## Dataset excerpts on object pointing
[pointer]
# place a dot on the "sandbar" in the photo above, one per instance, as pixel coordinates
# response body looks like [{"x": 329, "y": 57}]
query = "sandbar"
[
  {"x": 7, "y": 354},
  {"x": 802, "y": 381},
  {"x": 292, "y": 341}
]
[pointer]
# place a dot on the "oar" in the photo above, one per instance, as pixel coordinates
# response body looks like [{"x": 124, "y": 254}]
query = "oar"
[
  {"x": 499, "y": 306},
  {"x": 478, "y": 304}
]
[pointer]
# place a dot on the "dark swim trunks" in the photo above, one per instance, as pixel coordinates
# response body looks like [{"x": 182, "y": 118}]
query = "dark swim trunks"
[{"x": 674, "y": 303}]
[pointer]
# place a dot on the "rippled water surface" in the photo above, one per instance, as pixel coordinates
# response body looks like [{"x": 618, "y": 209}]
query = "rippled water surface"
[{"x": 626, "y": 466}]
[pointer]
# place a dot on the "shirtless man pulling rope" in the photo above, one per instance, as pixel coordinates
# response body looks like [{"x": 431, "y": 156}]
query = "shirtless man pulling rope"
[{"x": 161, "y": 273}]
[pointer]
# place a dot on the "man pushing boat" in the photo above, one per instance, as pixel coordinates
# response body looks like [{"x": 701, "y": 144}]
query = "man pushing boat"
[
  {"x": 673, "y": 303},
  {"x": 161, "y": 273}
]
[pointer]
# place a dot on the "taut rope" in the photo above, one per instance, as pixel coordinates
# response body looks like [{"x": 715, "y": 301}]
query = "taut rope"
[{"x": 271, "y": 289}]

## Objective
Your task is to output all of the data above word for word.

## Task solution
[pointer]
# place a dot on the "sandbar" in the photo above, one per instance, as pixel coordinates
# response body looks like [{"x": 329, "y": 57}]
query = "sandbar"
[
  {"x": 7, "y": 354},
  {"x": 802, "y": 381},
  {"x": 292, "y": 341}
]
[pointer]
# place a dot on the "oar" in the photo above, one per instance, as pixel coordinates
# response body looks like [{"x": 124, "y": 254}]
query = "oar"
[
  {"x": 499, "y": 306},
  {"x": 478, "y": 304}
]
[pointer]
# place a dot on the "dark swim trunks" in the photo above, one per instance, as pixel coordinates
# response body looks like [{"x": 182, "y": 118}]
query = "dark swim trunks"
[{"x": 674, "y": 303}]
[pointer]
# place a dot on the "rippled water surface" in the photo above, one per instance, as pixel coordinates
# response body looks like [{"x": 618, "y": 209}]
query = "rippled water surface"
[{"x": 626, "y": 466}]
[pointer]
# place a dot on the "shirtless man pulling rope" in the photo above, one per instance, as pixel coordinates
# response body looks like [{"x": 431, "y": 156}]
query = "shirtless man pulling rope"
[{"x": 161, "y": 273}]
[pointer]
# place a dot on the "man pushing boat" in the photo above, one per instance, as pixel coordinates
# response body looks like [{"x": 701, "y": 144}]
query = "man pushing boat"
[
  {"x": 673, "y": 303},
  {"x": 161, "y": 273}
]
[pointer]
# place a dot on the "taut rope" in the photo above, one per instance, as pixel coordinates
# response body looks like [{"x": 715, "y": 301}]
query = "taut rope"
[{"x": 271, "y": 289}]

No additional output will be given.